◆ Exercise instructions
Your answer should be the line that contains "Where can the rocky mountain" and each line after it, restated word for word through the final line of the entries.
── Input material ──
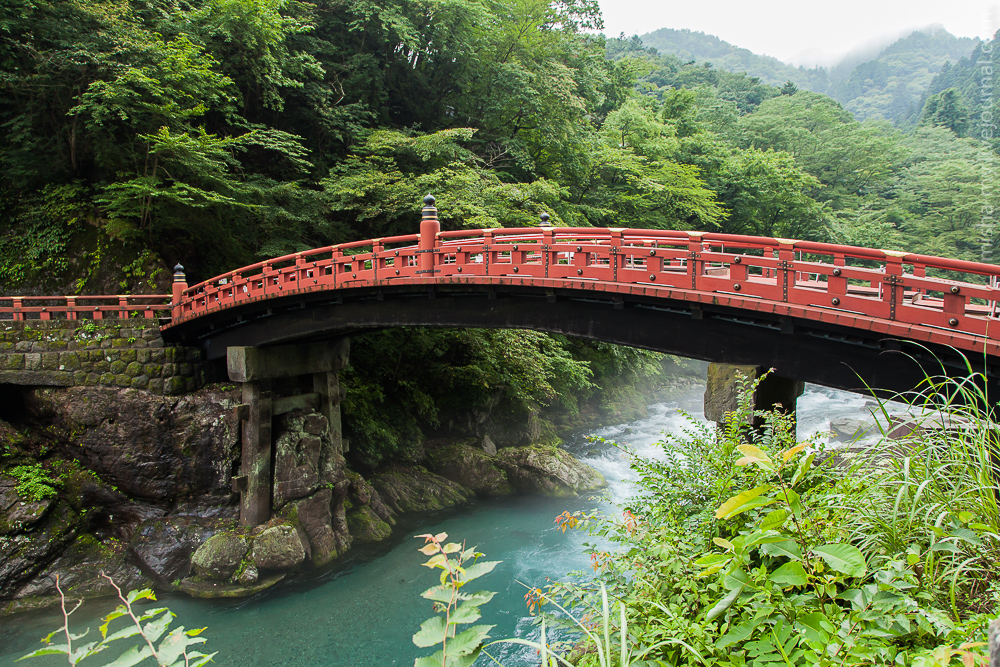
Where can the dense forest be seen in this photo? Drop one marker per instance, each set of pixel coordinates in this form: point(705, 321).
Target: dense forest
point(891, 83)
point(134, 135)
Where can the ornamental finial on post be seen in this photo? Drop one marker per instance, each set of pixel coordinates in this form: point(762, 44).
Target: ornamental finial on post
point(429, 228)
point(180, 284)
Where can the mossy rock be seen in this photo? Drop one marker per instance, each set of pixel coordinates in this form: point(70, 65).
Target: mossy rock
point(366, 526)
point(471, 467)
point(220, 556)
point(548, 471)
point(418, 490)
point(199, 587)
point(277, 548)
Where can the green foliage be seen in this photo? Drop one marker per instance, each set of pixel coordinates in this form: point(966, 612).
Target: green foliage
point(458, 649)
point(405, 382)
point(748, 552)
point(34, 482)
point(167, 649)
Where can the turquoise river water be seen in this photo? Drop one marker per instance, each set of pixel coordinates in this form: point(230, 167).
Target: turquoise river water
point(364, 611)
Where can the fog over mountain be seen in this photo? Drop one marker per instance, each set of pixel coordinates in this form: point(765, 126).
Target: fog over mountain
point(884, 79)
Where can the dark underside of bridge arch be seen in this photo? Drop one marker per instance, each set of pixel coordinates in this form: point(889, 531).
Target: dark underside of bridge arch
point(799, 349)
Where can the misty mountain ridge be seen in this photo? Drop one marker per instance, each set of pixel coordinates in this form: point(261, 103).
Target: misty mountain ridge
point(876, 81)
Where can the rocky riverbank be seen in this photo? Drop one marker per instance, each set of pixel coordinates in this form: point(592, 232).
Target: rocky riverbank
point(138, 486)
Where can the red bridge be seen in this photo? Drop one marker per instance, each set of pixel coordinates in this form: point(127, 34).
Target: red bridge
point(817, 312)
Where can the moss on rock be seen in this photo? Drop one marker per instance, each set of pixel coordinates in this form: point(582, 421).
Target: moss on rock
point(471, 467)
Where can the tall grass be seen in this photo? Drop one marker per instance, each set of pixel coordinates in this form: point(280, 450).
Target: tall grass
point(933, 494)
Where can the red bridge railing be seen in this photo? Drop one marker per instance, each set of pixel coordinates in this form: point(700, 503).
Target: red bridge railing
point(898, 294)
point(20, 308)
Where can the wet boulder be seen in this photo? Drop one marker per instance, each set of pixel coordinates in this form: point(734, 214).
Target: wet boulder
point(548, 471)
point(472, 467)
point(220, 556)
point(277, 548)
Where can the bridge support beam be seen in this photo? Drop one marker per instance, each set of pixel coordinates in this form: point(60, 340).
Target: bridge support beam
point(255, 368)
point(722, 391)
point(255, 459)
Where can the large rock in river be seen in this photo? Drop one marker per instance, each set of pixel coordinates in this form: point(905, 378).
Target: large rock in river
point(277, 548)
point(472, 467)
point(548, 471)
point(220, 556)
point(417, 490)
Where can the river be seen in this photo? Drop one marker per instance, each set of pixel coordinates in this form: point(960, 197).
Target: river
point(364, 611)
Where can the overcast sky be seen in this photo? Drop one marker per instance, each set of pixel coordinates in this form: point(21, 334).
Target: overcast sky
point(799, 31)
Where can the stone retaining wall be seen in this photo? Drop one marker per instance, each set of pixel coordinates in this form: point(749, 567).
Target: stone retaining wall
point(111, 353)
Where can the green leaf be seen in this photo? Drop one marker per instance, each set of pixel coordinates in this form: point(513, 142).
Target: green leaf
point(803, 467)
point(856, 597)
point(434, 660)
point(734, 580)
point(722, 605)
point(816, 626)
point(60, 649)
point(432, 632)
point(174, 644)
point(790, 574)
point(787, 548)
point(468, 641)
point(774, 520)
point(133, 656)
point(118, 613)
point(843, 558)
point(477, 598)
point(438, 594)
point(712, 559)
point(155, 629)
point(736, 635)
point(743, 502)
point(477, 570)
point(467, 613)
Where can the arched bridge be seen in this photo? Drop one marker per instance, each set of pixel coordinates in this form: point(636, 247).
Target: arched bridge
point(835, 315)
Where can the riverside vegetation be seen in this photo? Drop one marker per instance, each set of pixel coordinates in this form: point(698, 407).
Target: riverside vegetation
point(746, 547)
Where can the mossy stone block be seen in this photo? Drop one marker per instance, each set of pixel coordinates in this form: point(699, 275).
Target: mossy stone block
point(69, 361)
point(12, 362)
point(50, 361)
point(173, 386)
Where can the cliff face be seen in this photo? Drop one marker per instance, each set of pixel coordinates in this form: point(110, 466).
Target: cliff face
point(119, 480)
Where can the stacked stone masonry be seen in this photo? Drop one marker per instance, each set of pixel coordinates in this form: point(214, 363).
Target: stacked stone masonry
point(110, 353)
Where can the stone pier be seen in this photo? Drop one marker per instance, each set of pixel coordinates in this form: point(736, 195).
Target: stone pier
point(256, 368)
point(722, 391)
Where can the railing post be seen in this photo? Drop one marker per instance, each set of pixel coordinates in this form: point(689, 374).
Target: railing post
point(548, 256)
point(695, 247)
point(786, 267)
point(429, 228)
point(180, 284)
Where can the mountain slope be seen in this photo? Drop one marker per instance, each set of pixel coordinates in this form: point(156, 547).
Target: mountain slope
point(891, 85)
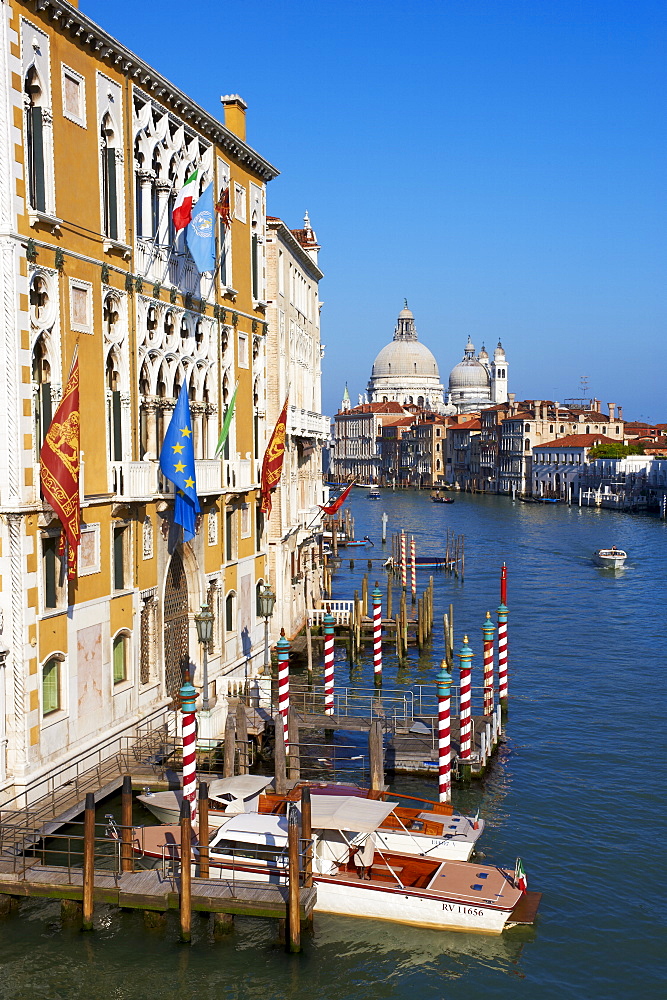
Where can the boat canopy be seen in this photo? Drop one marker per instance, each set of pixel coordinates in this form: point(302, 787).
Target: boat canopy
point(254, 828)
point(345, 812)
point(241, 786)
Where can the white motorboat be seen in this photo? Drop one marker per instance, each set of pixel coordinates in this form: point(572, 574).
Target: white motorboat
point(446, 895)
point(612, 558)
point(228, 796)
point(424, 830)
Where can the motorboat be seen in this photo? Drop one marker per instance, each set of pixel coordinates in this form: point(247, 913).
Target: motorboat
point(429, 892)
point(425, 828)
point(227, 798)
point(612, 558)
point(352, 543)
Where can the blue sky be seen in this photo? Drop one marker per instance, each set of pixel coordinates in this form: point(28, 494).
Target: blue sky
point(500, 164)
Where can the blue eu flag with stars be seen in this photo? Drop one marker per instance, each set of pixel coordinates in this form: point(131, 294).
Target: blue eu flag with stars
point(177, 461)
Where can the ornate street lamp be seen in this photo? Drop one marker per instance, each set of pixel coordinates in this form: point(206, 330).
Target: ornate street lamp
point(204, 623)
point(266, 600)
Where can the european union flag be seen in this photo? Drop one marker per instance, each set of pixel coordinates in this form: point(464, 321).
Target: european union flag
point(200, 234)
point(177, 461)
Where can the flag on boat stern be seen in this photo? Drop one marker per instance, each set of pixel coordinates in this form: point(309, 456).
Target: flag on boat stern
point(226, 423)
point(520, 877)
point(185, 198)
point(200, 235)
point(177, 461)
point(272, 466)
point(338, 502)
point(59, 466)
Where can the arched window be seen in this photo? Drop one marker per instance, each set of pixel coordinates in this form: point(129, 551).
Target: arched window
point(114, 425)
point(230, 609)
point(36, 188)
point(254, 259)
point(109, 184)
point(52, 685)
point(121, 658)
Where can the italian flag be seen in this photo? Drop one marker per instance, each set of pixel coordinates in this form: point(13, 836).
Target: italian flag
point(182, 213)
point(520, 879)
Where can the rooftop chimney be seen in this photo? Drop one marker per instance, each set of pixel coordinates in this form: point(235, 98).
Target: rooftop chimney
point(235, 109)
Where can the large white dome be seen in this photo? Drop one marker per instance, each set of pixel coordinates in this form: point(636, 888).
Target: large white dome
point(405, 357)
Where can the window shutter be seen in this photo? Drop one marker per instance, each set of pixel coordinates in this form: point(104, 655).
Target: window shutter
point(39, 191)
point(116, 445)
point(111, 194)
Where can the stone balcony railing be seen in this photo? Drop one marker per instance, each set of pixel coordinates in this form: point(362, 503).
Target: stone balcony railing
point(305, 423)
point(158, 264)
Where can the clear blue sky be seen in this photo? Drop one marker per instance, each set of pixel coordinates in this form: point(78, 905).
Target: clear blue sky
point(501, 164)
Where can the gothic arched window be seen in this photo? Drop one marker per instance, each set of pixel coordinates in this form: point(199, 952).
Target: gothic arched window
point(109, 184)
point(36, 191)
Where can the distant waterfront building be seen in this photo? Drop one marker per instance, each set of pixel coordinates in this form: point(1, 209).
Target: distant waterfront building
point(405, 371)
point(477, 382)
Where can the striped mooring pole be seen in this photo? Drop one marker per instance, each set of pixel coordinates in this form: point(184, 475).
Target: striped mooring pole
point(444, 683)
point(328, 663)
point(377, 635)
point(465, 655)
point(188, 696)
point(283, 648)
point(404, 566)
point(502, 657)
point(488, 628)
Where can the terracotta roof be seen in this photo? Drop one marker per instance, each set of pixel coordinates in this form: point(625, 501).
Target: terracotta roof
point(576, 441)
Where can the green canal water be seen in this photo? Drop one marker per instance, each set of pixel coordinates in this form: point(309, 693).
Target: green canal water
point(576, 791)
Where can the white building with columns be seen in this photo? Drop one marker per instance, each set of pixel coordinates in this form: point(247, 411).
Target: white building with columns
point(294, 353)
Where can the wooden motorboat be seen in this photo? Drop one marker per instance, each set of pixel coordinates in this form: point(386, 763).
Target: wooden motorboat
point(612, 558)
point(351, 543)
point(447, 895)
point(425, 828)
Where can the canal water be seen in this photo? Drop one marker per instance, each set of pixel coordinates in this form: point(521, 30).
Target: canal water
point(576, 791)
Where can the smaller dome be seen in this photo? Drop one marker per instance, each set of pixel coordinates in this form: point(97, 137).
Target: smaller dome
point(469, 374)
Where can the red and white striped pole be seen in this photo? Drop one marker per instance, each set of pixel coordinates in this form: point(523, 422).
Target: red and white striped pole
point(465, 655)
point(502, 641)
point(488, 628)
point(189, 722)
point(328, 664)
point(444, 683)
point(283, 648)
point(404, 566)
point(377, 636)
point(502, 657)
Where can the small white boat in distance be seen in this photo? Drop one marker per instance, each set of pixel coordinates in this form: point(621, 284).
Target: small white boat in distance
point(612, 558)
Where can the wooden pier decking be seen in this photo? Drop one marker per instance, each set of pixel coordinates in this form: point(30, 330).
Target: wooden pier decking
point(149, 889)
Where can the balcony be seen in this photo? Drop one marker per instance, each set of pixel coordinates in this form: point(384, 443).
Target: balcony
point(134, 480)
point(241, 475)
point(158, 264)
point(305, 423)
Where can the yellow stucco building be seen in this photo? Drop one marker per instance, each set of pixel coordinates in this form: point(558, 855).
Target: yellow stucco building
point(94, 147)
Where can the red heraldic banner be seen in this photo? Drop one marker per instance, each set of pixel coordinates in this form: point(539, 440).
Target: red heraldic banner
point(59, 466)
point(272, 466)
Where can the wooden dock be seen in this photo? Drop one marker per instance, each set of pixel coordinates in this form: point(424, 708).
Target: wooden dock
point(150, 889)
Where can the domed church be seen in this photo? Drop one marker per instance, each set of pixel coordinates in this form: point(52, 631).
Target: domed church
point(477, 382)
point(405, 371)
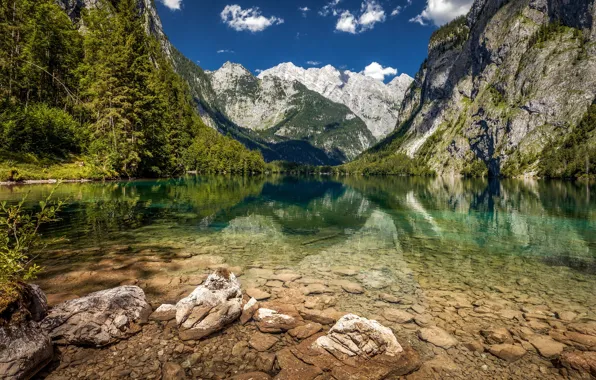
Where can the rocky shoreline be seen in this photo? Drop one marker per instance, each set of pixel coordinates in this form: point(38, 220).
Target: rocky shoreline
point(219, 331)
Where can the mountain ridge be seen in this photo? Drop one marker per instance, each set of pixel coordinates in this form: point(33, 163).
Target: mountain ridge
point(375, 102)
point(500, 92)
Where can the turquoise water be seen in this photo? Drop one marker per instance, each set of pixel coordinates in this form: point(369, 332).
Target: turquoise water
point(439, 230)
point(554, 222)
point(464, 255)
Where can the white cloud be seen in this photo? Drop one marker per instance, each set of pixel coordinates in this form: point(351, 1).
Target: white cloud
point(372, 12)
point(330, 7)
point(174, 5)
point(247, 19)
point(440, 12)
point(304, 10)
point(347, 23)
point(378, 72)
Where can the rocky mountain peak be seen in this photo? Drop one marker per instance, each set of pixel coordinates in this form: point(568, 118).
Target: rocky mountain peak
point(234, 69)
point(376, 103)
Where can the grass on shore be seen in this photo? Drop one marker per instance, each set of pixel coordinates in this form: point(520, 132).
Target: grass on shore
point(20, 167)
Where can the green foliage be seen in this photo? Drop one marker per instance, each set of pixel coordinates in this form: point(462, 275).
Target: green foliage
point(455, 33)
point(48, 131)
point(20, 238)
point(574, 155)
point(109, 94)
point(210, 153)
point(394, 164)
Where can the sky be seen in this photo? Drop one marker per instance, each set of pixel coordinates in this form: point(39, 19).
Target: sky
point(380, 38)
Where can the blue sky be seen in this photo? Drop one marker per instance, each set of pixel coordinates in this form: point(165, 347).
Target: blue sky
───
◆ Reply
Where can the rocky mountain peak be seen in this photo? Drop one marker per instance, each set of pixel coordinates in this form: point(568, 118).
Target: rocky mountain peak
point(234, 69)
point(376, 103)
Where can the grass on shore be seen in this photo? Drop one marker per instance, each set of pixel coordinates in this form: point(520, 132).
Target: grass on shore
point(20, 167)
Where can the green foliage be seen in this photo? Drop one marker per instance, each set of pixel coordinates in this form: point(462, 275).
Target: green foliage
point(455, 33)
point(48, 131)
point(20, 238)
point(574, 155)
point(109, 94)
point(210, 153)
point(394, 164)
Where can the sky be seen in this photo? Drop one marker per instance, each set of pixel coordinates in this form: point(39, 19).
Target: sky
point(380, 38)
Where can the blue sky be seen in this photo? Drop one marker per instance, each set of pixel coordinates in this form: point(165, 347).
Target: blue sky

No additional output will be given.